_TUGAS YANG DIKERJAKAN_:
• A. Kutip tanpa diubah bagian teks tentang film-film Lanthimos, mulai dari "Namun, bagi Lanthimos, hidup" sampai dengan "diri merupakan kunci.".
• B. Tulis kelanjutan teks tentang film-film Lanthimos, dimulai tepat setelah kalimat terakhirnya.

_TEKS YANG DIBERIKAN_:

----

Alps menyusuri sisa-sisa kesedihan lewat ruang-ruang remang, rumah sakit yang sepi pengunjung, serta gym yang kosong. Berbeda dengan film-film Lanthimos lainnya, atmosfer Alps menawarkan kadar keputusasaan yang lebih pekat.
Dibandingkan Alps, The Lobster menawarkan lebih banyak humor—kendati tetap getir. Karya perdana berbahasa Inggris sang sutradara ini menyediakan ruang selebar-lebarnya buat penonton untuk merenungkan betapa mengerikannya urusan asmara, yang mungkin di masa depan bakal diatur seketat mungkin, karena berpasangan adalah kewajiban sementara kesendirian adalah barang haram.
Namun, bagi Lanthimos, hidup tanpa pasangan bukanlah kehancuran. Lobster juga menghadirkan sebuah komunitas utopis yang tinggal di hutan, menolak konsep berpasangan serta seorang diri mengembara. Ideologi yang mereka usung melarang anggotanya saling jatuh cinta. Kebebasan diri merupakan kunci.
Yang terbaru adalah The Killing of a Sacred Deer (2017). Film ini berangkat dari lakon Euripides berjudul Iphigenia in Aulis danberkisah mengenai Steven Murphy, seorang dokter bedah kaya raya yang kehidupannya terancam hancur ketika seorang remaja bernama Martin masuk ke dalam hidupnya dan memintanya membunuh anak atau istrinya sebagai balasan atas tewasnya ayah Martin di meja operasi. Waktu itu, Murphy-lah yang memimpin operasi tersebut.
Munculnya Gelombang Greek Weird Wave
Artikel The Guardian "Attenbergh, Dogtooth, and the Weird Wave of Greek Cinema" menyebut film Dogtooth sepaket dengan gebrakan sinema baru Yunani bernama "Greek Weird Wave."

----

_BAHAN SUMBER_:
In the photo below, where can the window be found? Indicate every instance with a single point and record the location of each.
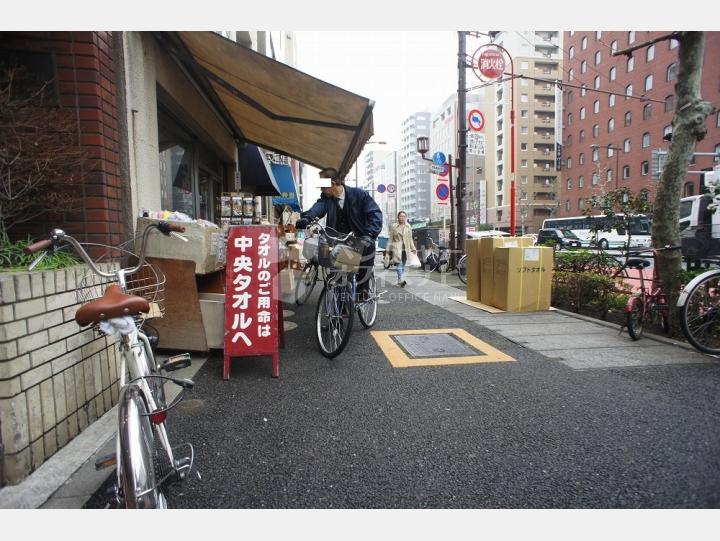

----

_HASIL BERURUTAN_:
• A.
Namun, bagi Lanthimos, hidup tanpa pasangan bukanlah kehancuran. Lobster juga menghadirkan sebuah komunitas utopis yang tinggal di hutan, menolak konsep berpasangan serta seorang diri mengembara. Ideologi yang mereka usung melarang anggotanya saling jatuh cinta. Kebebasan diri merupakan kunci.

• B.
Dogtooth bersanding dengan Attenbergh (Athina Rachel Tsangari, 2010) dan Wasted Youth (Arbitris Papadimitropoulus, 2011). Ketiganya dinilai sebagai gambaran bagaimana sinema Yunani hari ini, terutama produksi independen, berkembang pesat dengan cerita-cerita absurd yang diganjar penghargaan di festival-festival internasional (Dogtooth menang di Cannes, Attenberg menggondol satu piala di Venice Film Festival, dan Wasted Youth didapuk jadi pembuka perhelatan Rotterdam Film Festival).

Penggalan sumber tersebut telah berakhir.